╔══

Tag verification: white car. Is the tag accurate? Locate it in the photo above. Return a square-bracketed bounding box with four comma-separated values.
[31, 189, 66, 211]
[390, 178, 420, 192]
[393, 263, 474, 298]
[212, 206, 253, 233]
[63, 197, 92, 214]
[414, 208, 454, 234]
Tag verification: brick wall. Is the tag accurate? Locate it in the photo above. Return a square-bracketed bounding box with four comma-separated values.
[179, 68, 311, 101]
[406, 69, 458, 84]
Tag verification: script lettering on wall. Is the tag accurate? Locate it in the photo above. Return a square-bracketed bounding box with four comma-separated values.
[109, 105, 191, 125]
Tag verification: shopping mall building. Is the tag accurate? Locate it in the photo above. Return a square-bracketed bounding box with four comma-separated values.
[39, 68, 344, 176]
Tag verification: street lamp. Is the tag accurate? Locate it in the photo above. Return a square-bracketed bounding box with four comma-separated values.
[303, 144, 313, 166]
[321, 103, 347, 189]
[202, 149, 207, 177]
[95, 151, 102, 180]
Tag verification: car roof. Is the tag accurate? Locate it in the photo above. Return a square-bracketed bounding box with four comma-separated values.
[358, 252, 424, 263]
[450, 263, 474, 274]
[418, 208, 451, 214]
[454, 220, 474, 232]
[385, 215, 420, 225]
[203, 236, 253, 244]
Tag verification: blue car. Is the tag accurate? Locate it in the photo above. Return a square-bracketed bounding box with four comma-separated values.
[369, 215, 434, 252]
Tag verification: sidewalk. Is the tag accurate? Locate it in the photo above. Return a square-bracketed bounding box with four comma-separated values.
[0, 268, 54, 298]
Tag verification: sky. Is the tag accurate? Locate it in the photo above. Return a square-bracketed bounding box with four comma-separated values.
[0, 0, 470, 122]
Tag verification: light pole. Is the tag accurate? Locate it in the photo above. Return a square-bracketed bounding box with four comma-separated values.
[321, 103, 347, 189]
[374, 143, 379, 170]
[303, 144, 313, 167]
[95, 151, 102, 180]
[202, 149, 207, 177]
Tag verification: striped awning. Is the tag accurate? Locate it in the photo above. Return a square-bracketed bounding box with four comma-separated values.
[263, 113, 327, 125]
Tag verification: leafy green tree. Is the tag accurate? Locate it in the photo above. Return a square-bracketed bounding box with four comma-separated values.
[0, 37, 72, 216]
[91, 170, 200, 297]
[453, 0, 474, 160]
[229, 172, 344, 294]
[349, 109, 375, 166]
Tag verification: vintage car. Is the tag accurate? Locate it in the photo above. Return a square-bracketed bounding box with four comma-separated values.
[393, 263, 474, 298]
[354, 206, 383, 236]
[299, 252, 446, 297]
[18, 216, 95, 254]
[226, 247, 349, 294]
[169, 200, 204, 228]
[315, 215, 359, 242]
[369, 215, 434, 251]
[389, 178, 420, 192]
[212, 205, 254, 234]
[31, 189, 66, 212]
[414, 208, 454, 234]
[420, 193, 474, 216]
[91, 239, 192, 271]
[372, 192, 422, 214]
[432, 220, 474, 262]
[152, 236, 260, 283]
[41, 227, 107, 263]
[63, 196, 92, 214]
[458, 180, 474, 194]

╚══

**EXERCISE DESCRIPTION**
Reproduce every one of the entries above verbatim, changing no character.

**EXERCISE SOLUTION**
Tag verification: white car. Is the tag accurate? Locate it in the photo above. Return a square-bracketed bounding box with four comma-separated values.
[31, 189, 66, 211]
[390, 178, 420, 192]
[393, 263, 474, 298]
[212, 206, 253, 233]
[63, 197, 92, 214]
[414, 208, 454, 234]
Tag verification: brick wall. Is the tag accurate? Locate it in the photo above. Return a square-bracketed bounding box with four comma-separated values.
[179, 68, 311, 101]
[406, 69, 458, 84]
Tag verification: script lettering on wall. Is the tag accurate? Locate it in the photo above. Return a square-bracketed bounding box with four comma-separated values.
[109, 105, 191, 125]
Tag verification: shopping mall building. Is the tag accurate? Locate it in the photo above. Return a square-bracketed bounding box with four comma-separated values.
[39, 68, 344, 176]
Tag verification: street lamp. Is the tag accurate? Locate it in the photo above. Return a square-bracketed bounding box with four comma-separated values.
[303, 144, 313, 166]
[321, 103, 347, 189]
[202, 149, 207, 177]
[95, 151, 102, 180]
Tag verification: car roof. Is the tag accurate? Locate it in the photo above. Return a square-bracketed bounding box with four comma-separated values.
[358, 252, 424, 263]
[450, 263, 474, 274]
[418, 208, 451, 214]
[454, 220, 474, 232]
[385, 215, 420, 225]
[203, 236, 253, 244]
Tag verification: blue car. Is the tag accurate? Locate it in the photo above. Return a square-bracketed bounding box with four comma-separated values.
[369, 215, 434, 252]
Tag verification: sidewalk. Is the tag accurate? Locate it in the photo above. Return a square-bracketed bounding box with four comma-separated values.
[0, 268, 54, 298]
Tag verification: sky. Is the tag accurate? Locate it in the photo above. Return a square-bracketed bounding box with four comma-separated values.
[0, 0, 470, 122]
Tag verification: light pole. Is the tag accurate? Locate it in the photo above. Return a square-bracketed bounding box with four comma-separated values.
[321, 103, 347, 189]
[374, 143, 379, 170]
[303, 144, 313, 167]
[95, 151, 102, 180]
[202, 149, 207, 177]
Tag verification: striped awning. Is the tag accurate? Locate it in the photo above. Return a square-bracketed bounding box with four comma-separated values.
[263, 113, 327, 125]
Tag verification: leafy green tree. Is the tag accurate? Locate it in the photo above. Return a square-bracketed bounding box with four comma-separated values.
[0, 37, 72, 216]
[91, 170, 200, 297]
[453, 0, 474, 160]
[229, 172, 344, 294]
[349, 109, 375, 166]
Tag verification: vintage car. Is the tag accurate? Locate it in the photo above. Return a square-bracketed bounding box with four comma-separated values.
[393, 263, 474, 298]
[354, 206, 383, 236]
[299, 252, 446, 297]
[18, 216, 95, 254]
[226, 247, 349, 294]
[169, 200, 204, 228]
[315, 215, 359, 242]
[369, 215, 434, 251]
[389, 178, 420, 192]
[212, 205, 254, 234]
[31, 189, 66, 212]
[414, 208, 454, 234]
[420, 193, 474, 216]
[91, 239, 192, 271]
[372, 192, 422, 214]
[432, 220, 474, 262]
[152, 236, 260, 283]
[41, 227, 107, 263]
[63, 196, 92, 214]
[458, 180, 474, 194]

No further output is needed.